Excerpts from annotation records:
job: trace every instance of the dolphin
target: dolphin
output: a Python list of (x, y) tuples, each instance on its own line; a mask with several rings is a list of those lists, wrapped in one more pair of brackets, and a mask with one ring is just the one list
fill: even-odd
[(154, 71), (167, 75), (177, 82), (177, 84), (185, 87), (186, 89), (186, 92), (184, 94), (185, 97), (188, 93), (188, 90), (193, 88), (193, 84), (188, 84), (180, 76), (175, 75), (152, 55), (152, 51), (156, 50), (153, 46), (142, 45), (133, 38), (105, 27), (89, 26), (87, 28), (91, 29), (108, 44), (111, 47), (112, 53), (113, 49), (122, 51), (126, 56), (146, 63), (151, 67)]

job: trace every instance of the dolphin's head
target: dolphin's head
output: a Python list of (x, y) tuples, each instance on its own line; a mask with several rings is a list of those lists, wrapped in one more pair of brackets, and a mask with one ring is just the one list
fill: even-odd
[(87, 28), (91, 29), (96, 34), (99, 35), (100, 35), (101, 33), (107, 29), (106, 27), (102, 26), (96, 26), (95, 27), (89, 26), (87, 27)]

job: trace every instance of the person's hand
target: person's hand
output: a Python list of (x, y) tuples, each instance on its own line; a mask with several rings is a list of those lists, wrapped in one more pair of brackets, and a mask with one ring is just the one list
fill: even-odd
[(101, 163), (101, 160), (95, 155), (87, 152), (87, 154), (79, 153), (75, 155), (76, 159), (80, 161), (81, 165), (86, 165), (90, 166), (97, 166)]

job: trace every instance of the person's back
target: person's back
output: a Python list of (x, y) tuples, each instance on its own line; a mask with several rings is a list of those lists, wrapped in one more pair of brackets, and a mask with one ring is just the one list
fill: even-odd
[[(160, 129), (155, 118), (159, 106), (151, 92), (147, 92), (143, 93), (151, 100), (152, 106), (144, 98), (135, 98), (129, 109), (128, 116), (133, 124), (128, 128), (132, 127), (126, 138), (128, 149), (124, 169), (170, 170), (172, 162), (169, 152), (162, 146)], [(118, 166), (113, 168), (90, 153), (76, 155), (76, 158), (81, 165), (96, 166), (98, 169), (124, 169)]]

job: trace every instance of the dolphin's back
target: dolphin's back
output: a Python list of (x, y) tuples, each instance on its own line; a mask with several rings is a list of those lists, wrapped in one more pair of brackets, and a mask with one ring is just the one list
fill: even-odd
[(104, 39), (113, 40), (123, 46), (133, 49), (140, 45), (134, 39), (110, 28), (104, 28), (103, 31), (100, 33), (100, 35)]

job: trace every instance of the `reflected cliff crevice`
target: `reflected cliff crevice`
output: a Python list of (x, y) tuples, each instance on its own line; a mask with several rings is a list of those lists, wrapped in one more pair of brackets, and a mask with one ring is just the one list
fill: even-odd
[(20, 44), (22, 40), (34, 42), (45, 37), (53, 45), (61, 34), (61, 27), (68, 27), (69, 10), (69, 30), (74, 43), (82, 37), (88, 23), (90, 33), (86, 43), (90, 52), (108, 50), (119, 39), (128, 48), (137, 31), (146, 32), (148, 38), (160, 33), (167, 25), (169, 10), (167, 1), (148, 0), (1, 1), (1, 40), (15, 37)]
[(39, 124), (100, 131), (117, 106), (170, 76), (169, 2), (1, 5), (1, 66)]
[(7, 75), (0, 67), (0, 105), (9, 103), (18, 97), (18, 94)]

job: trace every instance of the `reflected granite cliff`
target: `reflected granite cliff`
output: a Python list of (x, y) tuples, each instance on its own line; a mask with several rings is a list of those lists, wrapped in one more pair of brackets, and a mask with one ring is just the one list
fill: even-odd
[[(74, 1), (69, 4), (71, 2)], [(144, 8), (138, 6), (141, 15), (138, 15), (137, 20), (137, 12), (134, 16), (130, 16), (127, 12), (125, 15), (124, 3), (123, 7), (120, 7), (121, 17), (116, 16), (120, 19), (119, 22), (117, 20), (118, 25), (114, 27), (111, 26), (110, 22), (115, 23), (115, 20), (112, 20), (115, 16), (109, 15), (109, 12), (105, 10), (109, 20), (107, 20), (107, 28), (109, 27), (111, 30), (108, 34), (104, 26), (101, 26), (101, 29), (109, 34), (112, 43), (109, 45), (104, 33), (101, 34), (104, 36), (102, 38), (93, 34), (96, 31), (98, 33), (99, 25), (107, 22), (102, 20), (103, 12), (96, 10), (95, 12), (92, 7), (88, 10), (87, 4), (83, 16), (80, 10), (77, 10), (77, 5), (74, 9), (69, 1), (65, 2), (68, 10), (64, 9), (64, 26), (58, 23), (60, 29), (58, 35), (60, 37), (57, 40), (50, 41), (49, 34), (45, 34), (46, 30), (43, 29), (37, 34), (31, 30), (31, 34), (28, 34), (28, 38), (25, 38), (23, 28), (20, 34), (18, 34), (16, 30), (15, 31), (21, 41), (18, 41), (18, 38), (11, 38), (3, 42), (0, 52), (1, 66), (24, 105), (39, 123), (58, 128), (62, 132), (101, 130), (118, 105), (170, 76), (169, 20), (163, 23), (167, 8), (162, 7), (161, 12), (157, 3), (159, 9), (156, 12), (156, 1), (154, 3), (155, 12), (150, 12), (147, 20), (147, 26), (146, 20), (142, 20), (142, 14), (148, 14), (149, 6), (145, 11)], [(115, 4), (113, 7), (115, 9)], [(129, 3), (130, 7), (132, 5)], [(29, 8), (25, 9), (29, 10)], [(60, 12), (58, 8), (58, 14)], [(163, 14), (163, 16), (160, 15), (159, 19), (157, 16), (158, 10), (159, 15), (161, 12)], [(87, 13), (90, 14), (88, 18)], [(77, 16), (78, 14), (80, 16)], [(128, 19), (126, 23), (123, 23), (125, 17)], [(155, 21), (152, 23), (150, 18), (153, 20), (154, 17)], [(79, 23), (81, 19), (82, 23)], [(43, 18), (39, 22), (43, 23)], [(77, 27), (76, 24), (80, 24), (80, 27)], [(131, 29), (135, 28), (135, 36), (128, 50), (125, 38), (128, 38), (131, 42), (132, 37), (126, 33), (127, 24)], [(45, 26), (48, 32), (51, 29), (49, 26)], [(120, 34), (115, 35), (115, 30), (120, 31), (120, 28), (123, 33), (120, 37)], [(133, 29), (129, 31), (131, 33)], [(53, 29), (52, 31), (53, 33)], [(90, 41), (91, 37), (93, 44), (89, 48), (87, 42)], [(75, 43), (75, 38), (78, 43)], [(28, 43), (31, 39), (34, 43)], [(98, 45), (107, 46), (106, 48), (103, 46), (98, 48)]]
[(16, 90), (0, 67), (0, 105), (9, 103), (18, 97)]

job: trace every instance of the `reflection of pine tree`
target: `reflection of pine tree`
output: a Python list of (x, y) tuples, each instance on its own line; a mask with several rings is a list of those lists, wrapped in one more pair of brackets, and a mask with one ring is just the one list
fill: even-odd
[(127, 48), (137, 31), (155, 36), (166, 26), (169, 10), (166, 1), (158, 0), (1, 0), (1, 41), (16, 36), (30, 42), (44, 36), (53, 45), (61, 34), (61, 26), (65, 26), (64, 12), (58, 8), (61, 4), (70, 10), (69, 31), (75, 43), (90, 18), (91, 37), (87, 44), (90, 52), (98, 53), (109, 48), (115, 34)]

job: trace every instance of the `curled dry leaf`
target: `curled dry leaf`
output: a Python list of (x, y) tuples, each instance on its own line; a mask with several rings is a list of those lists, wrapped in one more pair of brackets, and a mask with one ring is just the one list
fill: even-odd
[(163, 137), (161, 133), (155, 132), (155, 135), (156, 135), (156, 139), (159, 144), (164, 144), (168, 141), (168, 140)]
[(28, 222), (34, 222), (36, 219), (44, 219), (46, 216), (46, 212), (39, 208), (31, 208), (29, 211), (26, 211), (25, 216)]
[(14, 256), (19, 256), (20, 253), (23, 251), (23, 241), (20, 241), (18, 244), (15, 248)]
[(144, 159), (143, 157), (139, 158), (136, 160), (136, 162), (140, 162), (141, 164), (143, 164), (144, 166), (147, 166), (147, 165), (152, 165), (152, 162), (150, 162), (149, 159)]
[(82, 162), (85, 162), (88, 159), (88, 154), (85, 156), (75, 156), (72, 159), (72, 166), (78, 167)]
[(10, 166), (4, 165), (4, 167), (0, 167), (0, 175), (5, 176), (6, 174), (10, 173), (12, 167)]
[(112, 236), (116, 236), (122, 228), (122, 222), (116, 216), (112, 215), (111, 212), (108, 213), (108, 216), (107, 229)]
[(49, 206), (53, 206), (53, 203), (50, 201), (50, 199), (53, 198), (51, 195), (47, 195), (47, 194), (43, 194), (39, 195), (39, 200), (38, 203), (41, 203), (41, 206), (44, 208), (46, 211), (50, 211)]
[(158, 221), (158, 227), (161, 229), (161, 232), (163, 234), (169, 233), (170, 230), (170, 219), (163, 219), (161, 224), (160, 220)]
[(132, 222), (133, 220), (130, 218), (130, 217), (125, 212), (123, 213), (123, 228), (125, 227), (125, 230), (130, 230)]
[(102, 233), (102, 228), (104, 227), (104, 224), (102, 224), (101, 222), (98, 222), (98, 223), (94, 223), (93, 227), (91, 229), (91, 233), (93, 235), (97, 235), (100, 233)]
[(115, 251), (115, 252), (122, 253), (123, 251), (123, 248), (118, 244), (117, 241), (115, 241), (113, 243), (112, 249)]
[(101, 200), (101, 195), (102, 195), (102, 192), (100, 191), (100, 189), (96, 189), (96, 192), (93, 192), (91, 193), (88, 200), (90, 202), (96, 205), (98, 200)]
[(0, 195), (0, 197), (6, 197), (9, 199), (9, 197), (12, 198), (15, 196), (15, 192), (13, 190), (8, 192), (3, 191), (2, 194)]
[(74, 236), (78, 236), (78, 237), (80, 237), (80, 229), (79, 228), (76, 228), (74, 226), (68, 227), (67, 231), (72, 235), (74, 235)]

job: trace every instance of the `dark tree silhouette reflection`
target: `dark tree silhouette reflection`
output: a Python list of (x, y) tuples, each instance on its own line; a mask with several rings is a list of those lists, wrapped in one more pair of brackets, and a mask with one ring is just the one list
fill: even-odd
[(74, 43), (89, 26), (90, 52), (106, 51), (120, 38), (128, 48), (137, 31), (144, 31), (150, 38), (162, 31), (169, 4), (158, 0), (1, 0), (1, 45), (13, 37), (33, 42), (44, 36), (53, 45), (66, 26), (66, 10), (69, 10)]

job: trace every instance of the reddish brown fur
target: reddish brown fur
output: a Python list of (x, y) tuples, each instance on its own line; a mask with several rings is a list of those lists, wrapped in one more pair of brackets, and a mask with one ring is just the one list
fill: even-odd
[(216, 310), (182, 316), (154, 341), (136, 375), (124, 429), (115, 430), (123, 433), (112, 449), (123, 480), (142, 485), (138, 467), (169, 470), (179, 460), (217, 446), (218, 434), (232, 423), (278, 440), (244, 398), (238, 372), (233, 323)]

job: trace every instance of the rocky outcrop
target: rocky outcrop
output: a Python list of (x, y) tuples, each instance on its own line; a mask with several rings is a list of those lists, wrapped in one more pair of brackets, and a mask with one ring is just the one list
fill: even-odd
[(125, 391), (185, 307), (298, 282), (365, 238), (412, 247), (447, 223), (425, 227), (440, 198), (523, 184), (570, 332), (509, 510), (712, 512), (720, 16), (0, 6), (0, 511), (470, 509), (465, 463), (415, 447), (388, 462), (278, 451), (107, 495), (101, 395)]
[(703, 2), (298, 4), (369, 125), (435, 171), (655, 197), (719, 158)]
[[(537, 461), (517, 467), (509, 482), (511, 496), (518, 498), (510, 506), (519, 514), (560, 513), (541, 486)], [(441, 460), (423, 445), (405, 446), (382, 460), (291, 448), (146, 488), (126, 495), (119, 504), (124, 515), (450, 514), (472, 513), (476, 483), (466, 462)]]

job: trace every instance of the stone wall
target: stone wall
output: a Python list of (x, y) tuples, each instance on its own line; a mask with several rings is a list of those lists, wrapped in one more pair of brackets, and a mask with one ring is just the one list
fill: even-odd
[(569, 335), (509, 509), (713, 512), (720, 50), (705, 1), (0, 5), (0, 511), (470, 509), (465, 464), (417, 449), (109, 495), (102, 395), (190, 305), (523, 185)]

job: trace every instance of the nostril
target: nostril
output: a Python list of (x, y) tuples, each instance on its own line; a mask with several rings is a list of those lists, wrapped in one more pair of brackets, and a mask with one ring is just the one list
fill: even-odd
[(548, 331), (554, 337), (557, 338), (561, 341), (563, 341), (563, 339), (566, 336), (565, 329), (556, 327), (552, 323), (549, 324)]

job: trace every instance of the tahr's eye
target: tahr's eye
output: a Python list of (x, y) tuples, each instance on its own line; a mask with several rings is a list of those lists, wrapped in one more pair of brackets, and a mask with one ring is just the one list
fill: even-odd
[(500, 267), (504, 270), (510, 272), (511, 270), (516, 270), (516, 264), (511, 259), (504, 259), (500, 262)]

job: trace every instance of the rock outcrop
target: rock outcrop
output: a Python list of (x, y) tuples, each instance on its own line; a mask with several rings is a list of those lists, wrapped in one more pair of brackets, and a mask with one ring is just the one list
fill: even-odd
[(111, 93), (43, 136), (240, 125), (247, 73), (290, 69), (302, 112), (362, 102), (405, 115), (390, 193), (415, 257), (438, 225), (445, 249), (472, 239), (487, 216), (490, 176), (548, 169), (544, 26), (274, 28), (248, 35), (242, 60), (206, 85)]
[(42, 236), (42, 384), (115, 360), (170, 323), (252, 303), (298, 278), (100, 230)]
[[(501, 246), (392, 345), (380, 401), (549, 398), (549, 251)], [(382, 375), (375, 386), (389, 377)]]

Task objective: Turn the lines of data beginning with the line containing "job: trace every instance of the rocky" and running through the line containing "495), (101, 395)]" into a numbered list, leaving out any blank lines.

Task answer:
1. job: trace every instance of the rocky outcrop
2. target: rocky outcrop
3. output: a Python list of (x, y) tuples, each instance on its own line; a mask with several rings is a list of those lists, wrapped in one more pair of brackets, and a mask with one ring is just the one list
4. fill: even-odd
5. [(125, 391), (185, 307), (298, 282), (365, 238), (412, 247), (447, 223), (425, 227), (440, 198), (523, 184), (570, 332), (509, 510), (712, 512), (720, 16), (0, 6), (0, 511), (470, 509), (465, 463), (415, 447), (388, 462), (278, 451), (107, 495), (101, 395)]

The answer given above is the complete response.